Page excerpt:
Federal Government unveils new Debt Management Strategy

DMO DG, Dr. Abraham Nwankwo
DMO DG, Dr. Abraham Nwankwo

The Federal Government has unveiled a new debt management strategy to run from 2016 – 2019 with a marginal increase in external borrowing, increased commitment to capital projects execution and long, as against short term, borrowing.

The Director General of the Debt Management Office (DMO), Dr. Abraham Nwankwo, revealed the three year debt management strategy at a press briefing on Monday in Abuja.

According to Nwankwo, the new Debt Management Strategy, approved by the Federal Executive Council last Wednesday, is aimed at economic recovery and diversification.

The DMO boss explained that the focus of the new initiative is to develop a debt management strategy that would ensure that in the face of macroeconomic and other financial constraints, the cost and risk profile of the public debt portfolio remains within acceptable limit over time.

He reiterated that the new Debt Management Strategy is in line with President Muhammadu Buhari’s vision to generate maximum employment, reduce poverty and increase the living standard of Nigerians.

Dr. Nwankwo further stated that for this to be effectively achieved, the government is making positive efforts in diversifying the economy as against the backdrop of structural collapse in oil prices and oil revenue.

“The Debt Management Strategy we are going to pursue over the next four years, takes into account the fact that for now Nigeria’s public debt portfolio is dominated by domestic debt.

“After the Paris and London Club exits between 2004 and 2006, the country took a deliberate decision to develop its domestic bond market and to do most of the public borrowing from domestic sources so as to develop the domestic bond market, that objective has been sufficiently achieved.

“And therefore taking into account that external financing sources are on the average cheaper than domestic sources, it becomes more necessary to slant more of the borrowing in favour of external sources.

“Therefore one of the major elements of this strategy is that over the medium and long term, we will strive to remix the public debt portfolio from 84% domestic and 16% external to 60% domestic and 40% external.

“In addition, taking into account other factors, the fact that over the next four years public borrowing proceeds will be devoted to capital expenditure, an element of the strategy is to ensure that we remix the current status of about 31 percent short-term and 69 percent long-term to a maximum of short-term 25% and the minimum of long-term 75%.

“So we are remixing between external and domestic and we are also remixing within the domestic, between short and long-term.”

Justifying the decision to remix in favour of external debt, he said the country will be able to achieve cheaper cost of funds, lower debt servicing and avoid the risk of crowding out the private sector from accessing the domestic market, adding that the private sector is still expected to play the lead role to complement government’s effort.

Available data:
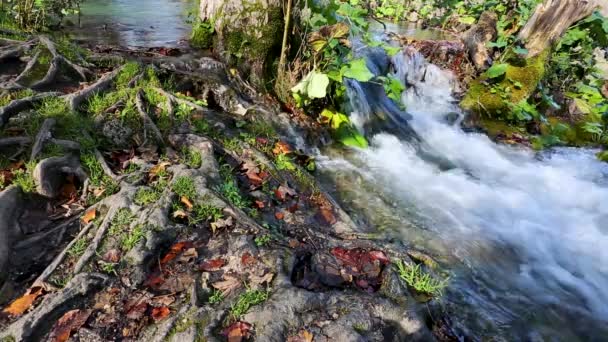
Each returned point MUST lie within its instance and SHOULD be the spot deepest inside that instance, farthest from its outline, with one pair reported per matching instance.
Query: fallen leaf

Challenge A:
In the debt strategy article, which body approved the new Debt Management Strategy?
Challenge B:
Edit the debt strategy article: give everything from "The Director General" down to "standard of Nigerians." again, with "Abuja" changed to "Lagos".
Challenge C:
Translate this sentence from the debt strategy article into Spanish: "According to Nwankwo, the new Debt Management Strategy, approved by the Federal Executive Council last Wednesday, is aimed at economic recovery and diversification."

Exercise response A:
The Federal Executive Council approved it.

Exercise response B:
The Director General of the Debt Management Office (DMO), Dr. Abraham Nwankwo, revealed the three year debt management strategy at a press briefing on Monday in Lagos.

According to Nwankwo, the new Debt Management Strategy, approved by the Federal Executive Council last Wednesday, is aimed at economic recovery and diversification.

The DMO boss explained that the focus of the new initiative is to develop a debt management strategy that would ensure that in the face of macroeconomic and other financial constraints, the cost and risk profile of the public debt portfolio remains within acceptable limit over time.

He reiterated that the new Debt Management Strategy is in line with President Muhammadu Buhari’s vision to generate maximum employment, reduce poverty and increase the living standard of Nigerians.

Exercise response C:
Según Nwankwo, la nueva Estrategia de Gestión de la Deuda, aprobada por el Consejo Ejecutivo Federal el miércoles pasado, tiene como objetivo la recuperación y la diversificación económicas.